## REQUIRED WORK
Swap "response:" for "output:" in the data lines that start with the line containing "trace --target=boat hull" and run through the line containing "101L148 102L148 108L152". Give back only those lines, with everything else left unchanged.

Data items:
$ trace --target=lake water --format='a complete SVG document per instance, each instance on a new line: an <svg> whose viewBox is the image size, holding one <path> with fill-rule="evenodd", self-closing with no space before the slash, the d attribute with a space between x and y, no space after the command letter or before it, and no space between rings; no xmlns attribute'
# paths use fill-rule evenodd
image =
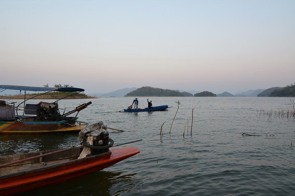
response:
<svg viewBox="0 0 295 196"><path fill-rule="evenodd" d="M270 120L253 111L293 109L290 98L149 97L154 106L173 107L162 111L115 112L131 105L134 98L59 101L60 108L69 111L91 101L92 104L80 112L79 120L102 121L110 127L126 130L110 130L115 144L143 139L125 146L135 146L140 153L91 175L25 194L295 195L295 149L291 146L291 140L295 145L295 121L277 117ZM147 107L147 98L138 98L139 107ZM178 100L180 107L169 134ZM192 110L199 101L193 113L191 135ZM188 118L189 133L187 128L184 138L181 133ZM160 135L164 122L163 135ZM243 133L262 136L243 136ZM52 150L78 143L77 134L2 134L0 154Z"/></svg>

---

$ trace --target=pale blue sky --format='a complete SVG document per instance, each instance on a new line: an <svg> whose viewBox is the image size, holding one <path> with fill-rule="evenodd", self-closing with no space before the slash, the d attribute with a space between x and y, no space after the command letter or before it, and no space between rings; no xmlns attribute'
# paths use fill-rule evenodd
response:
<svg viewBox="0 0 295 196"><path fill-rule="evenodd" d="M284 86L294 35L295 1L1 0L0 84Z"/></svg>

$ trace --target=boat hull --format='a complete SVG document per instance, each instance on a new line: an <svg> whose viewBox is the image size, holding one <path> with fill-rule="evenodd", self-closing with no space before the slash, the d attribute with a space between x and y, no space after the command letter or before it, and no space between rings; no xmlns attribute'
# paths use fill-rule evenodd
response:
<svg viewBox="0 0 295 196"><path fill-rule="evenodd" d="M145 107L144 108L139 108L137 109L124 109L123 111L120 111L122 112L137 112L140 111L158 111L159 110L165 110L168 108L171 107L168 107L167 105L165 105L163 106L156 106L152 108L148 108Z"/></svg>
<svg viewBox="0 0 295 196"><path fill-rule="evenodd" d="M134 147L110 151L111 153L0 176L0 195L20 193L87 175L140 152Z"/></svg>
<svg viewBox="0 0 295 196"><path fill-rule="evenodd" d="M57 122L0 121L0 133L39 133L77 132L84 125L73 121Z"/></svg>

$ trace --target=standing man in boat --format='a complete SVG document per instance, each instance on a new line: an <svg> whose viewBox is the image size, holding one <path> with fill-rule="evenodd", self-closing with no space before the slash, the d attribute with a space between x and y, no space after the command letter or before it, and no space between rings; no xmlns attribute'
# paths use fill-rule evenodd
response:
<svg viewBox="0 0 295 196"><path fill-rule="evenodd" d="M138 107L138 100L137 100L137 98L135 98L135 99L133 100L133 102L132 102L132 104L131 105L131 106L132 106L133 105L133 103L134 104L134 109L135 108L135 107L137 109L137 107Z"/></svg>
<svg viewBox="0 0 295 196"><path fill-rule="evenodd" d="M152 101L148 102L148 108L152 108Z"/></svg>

## WRITTEN SOLUTION
$ trace --target=boat hull --format='a complete SVG document per instance, each instance on a new line: an <svg> whose viewBox is the image size, holding one <path> with fill-rule="evenodd", self-closing with no space before the slash, the d attribute with a space between x and y, no space after the command letter or before it, and no space between rings; no xmlns attribute'
# paths use fill-rule evenodd
output:
<svg viewBox="0 0 295 196"><path fill-rule="evenodd" d="M145 107L144 108L139 108L137 109L124 109L123 111L120 111L122 112L137 112L140 111L158 111L159 110L165 110L168 108L171 107L168 107L167 105L165 105L163 106L156 106L152 108L148 108Z"/></svg>
<svg viewBox="0 0 295 196"><path fill-rule="evenodd" d="M134 147L110 151L111 153L0 176L0 195L20 193L87 175L140 152Z"/></svg>
<svg viewBox="0 0 295 196"><path fill-rule="evenodd" d="M57 122L0 121L0 133L39 133L77 132L84 125L73 121Z"/></svg>

$ trace --target=standing man in boat --format='a complete SVG document per instance, each instance on a new line: an <svg> whose viewBox is the image size, holding one <path> with fill-rule="evenodd", self-closing with no space before the slash, the d attribute with a space between x and y, no space after the command letter or before it, and no space between rings; no xmlns attribute'
# paths use fill-rule evenodd
output:
<svg viewBox="0 0 295 196"><path fill-rule="evenodd" d="M138 107L138 100L137 100L137 98L135 98L135 99L133 100L133 102L132 102L132 104L131 105L131 106L132 106L133 105L133 103L134 104L134 109L135 108L135 107L137 109L137 107Z"/></svg>
<svg viewBox="0 0 295 196"><path fill-rule="evenodd" d="M152 101L148 102L148 108L152 108Z"/></svg>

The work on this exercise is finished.